Closed davidbowler closed 4 months ago
Input files attached. MemoryError.zip
The problem seems to lie only in the ompGemm_m version of multiply_kernel. After atoms are moved, the maxima found at the start of m_kern_max
and m_kern_min
become very large (and in some cases overflow) leading to the memory problem. I'm not yet sure why these maxima fail...
I created a new test in the testsuite test_004
using the files in MemoryError.zip
. It seems like all the multiply kernels fail on it.
See https://github.com/OrderN/CONQUEST-release/actions/runs/7035615252/job/19146415009
Interesting enough, ompGemm_m
fails in test_003
, so maybe there is a different problem there
Regarding ompGemm_m
, running test_003
on my laptop it looks like there can be uninitialized values in bndim2
and nbnab
. These come from pointers to the prefetched array in multiply_module
.
The problem is that we are assuming a size mx_part
for the integer arrays nbnab
,ibarddr
, etc. but this is not always correct. Because we are using a pointer, we don't explicitly allocate a size for the array (although it looks like it might be possible to figure out from the code in the kernel). The maxval
function then looks at all elements from 1 to mx_part
and in case of some of the pointers finds uninitialized memory.
Personally I would be strongly in favour of getting rid of the pointers. One possible solution would be to just pass the integer indices to each sub-array instead, if the underlying data structure is too difficult to change.
A simple solution to this particular issue seems to be using assumed-shape arrays in the multiply kernel, ie. integer(integ) :: ibaddr(:)
instead of integer(integ) :: ibaddr(mx_part)
. How exactly the correct shape gets propagated to the kernel is anyone's guess, maybe because the pointer is pointing to a chunk of memory of specified size, that information is contained in the pointer.

* Supplied records
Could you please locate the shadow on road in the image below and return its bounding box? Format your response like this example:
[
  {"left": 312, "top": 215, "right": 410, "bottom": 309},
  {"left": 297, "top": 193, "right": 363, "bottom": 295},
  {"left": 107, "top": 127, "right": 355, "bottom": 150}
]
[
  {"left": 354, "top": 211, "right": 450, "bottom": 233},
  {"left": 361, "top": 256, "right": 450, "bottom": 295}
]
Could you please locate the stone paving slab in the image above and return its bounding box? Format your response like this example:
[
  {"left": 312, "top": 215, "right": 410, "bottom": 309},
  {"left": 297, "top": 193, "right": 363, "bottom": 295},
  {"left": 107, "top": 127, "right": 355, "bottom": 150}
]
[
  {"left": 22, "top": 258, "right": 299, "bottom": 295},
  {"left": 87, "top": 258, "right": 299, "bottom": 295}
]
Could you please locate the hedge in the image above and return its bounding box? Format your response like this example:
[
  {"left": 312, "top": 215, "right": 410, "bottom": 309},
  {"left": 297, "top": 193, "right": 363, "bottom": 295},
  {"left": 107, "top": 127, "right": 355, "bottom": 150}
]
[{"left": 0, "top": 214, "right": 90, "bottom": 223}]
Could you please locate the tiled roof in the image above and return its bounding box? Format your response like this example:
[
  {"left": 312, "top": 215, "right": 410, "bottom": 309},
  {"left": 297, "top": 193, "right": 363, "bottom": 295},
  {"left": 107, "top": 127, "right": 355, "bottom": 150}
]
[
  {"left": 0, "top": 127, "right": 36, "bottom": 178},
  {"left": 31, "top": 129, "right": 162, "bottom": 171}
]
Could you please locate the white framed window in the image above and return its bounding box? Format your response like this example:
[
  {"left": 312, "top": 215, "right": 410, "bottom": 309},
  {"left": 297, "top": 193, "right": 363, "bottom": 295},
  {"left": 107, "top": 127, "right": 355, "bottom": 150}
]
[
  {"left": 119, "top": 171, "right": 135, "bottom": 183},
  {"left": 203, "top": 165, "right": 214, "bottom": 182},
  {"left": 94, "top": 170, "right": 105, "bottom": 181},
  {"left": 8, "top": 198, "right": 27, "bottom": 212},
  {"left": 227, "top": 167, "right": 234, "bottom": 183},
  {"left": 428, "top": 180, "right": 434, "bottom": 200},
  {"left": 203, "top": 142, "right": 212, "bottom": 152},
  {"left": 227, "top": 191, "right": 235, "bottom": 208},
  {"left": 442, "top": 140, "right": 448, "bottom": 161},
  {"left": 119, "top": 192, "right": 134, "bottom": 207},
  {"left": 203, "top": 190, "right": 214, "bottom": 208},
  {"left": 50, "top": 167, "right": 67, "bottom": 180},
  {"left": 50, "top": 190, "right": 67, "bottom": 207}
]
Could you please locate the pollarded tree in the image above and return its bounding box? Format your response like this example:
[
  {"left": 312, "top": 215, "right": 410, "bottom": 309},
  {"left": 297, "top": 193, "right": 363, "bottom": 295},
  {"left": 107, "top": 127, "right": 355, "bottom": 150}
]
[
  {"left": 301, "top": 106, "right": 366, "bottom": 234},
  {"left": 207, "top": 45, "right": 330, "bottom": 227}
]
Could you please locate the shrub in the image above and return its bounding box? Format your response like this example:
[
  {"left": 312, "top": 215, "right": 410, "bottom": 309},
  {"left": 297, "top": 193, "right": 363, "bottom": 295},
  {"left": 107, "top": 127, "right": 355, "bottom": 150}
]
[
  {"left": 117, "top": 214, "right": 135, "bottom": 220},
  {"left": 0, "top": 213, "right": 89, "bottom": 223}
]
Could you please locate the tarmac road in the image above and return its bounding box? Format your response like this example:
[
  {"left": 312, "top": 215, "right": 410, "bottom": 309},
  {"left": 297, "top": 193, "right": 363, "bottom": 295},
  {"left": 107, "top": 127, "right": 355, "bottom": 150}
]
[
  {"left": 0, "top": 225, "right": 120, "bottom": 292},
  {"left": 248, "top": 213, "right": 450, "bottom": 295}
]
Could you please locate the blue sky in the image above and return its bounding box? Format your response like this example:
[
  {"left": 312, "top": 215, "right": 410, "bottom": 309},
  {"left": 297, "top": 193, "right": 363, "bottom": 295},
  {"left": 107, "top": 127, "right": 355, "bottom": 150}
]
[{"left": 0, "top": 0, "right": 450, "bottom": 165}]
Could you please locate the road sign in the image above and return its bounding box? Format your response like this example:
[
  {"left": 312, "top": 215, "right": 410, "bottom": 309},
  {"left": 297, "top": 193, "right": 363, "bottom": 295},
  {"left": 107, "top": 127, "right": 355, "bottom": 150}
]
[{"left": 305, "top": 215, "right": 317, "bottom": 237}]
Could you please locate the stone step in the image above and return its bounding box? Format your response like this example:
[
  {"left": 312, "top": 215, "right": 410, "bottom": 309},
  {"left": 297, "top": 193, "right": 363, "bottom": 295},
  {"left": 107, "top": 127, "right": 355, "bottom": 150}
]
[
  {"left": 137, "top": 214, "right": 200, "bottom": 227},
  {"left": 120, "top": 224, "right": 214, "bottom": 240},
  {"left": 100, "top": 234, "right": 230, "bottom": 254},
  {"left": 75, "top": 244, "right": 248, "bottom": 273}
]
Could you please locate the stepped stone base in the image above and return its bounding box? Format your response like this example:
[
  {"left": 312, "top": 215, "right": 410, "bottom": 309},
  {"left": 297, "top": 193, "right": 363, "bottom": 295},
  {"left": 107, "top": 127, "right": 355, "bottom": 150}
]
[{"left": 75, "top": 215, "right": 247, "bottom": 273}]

* Exercise set
**1)** Return the passage of the memory error thread between "Closed davidbowler closed" and "these maxima fail...", inclusive.
**2)** In the memory error thread, which function looks at all elements from 1 to mx_part and, for some of the pointers, finds uninitialized memory?
**3)** List every change the memory error thread proposes as a fix for the problem.

* Task solutions
**1)**
Closed davidbowler closed 4 months ago
Input files attached. MemoryError.zip
The problem seems to lie only in the ompGemm_m version of multiply_kernel. After atoms are moved, the maxima found at the start of m_kern_max
and m_kern_min
become very large (and in some cases overflow) leading to the memory problem. I'm not yet sure why these maxima fail...

**2)** The maxval function.

**3)**
- Getting rid of the pointers
- Passing the integer indices to each sub-array instead, if the underlying data structure is too difficult to change
- Using assumed-shape arrays in the multiply kernel, i.e. integer(integ) :: ibaddr(:) instead of integer(integ) :: ibaddr(mx_part)